INSTRUCTIONS:
a) In the job-loss fact check, what is the overall job loss once the net increase in public sector jobs is counted?
b) From the job-loss fact check, reproduce the passage word for word, starting with "CNN FACT CHECK:Kerry" and going on through "all jobs overall.".
c) Translate this sentence from the job-loss fact check into Spanish: "This number refers to the total number of private sector jobs lost since January 2001, when Bush took office, through August 2004."

-- Begin EXCERPT PROVIDED --

CNN FACT CHECK:Kerry is correct that Bush is on track to have a net loss of jobs by the end of his first term, and possibly to become the first president since Herbert Hoover to leave office with a net loss in jobs. However the 1.6 million figure that Kerry refers to in his speech overstates the scope of the nation’s total job loss. This number refers to the total number of private sector jobs lost since January 2001, when Bush took office, through August 2004. The 1.6 million figure does not factor in a net increase in public sector jobs, which reduces the loss in overall jobs to 821,000. The Kerry campaign explains this distinction in a fact sheet to reporters, but on the stump, Kerry himself only says that 1.6 million jobs were lost, without clarifying that he is referring to only private sector jobs, and not all jobs overall.

-- End EXCERPT PROVIDED --
-- Begin SUPPLIED ENTRIES --

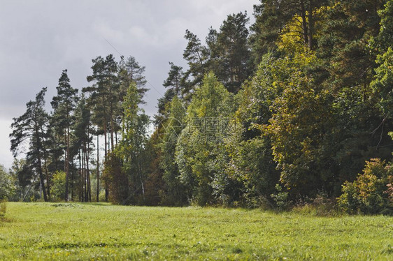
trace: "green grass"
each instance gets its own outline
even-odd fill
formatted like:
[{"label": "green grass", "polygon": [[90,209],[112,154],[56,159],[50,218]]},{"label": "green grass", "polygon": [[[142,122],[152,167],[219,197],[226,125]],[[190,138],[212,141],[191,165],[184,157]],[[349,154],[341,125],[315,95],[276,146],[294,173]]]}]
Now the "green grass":
[{"label": "green grass", "polygon": [[393,218],[8,203],[0,260],[393,260]]}]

-- End SUPPLIED ENTRIES --

SOLUTIONS TO THE TASKS:
a) 821,000 jobs.

b)
CNN FACT CHECK:Kerry is correct that Bush is on track to have a net loss of jobs by the end of his first term, and possibly to become the first president since Herbert Hoover to leave office with a net loss in jobs. However the 1.6 million figure that Kerry refers to in his speech overstates the scope of the nation’s total job loss. This number refers to the total number of private sector jobs lost since January 2001, when Bush took office, through August 2004. The 1.6 million figure does not factor in a net increase in public sector jobs, which reduces the loss in overall jobs to 821,000. The Kerry campaign explains this distinction in a fact sheet to reporters, but on the stump, Kerry himself only says that 1.6 million jobs were lost, without clarifying that he is referring to only private sector jobs, and not all jobs overall.

c) Esta cifra se refiere al número total de empleos del sector privado perdidos desde enero de 2001, cuando Bush asumió el cargo, hasta agosto de 2004.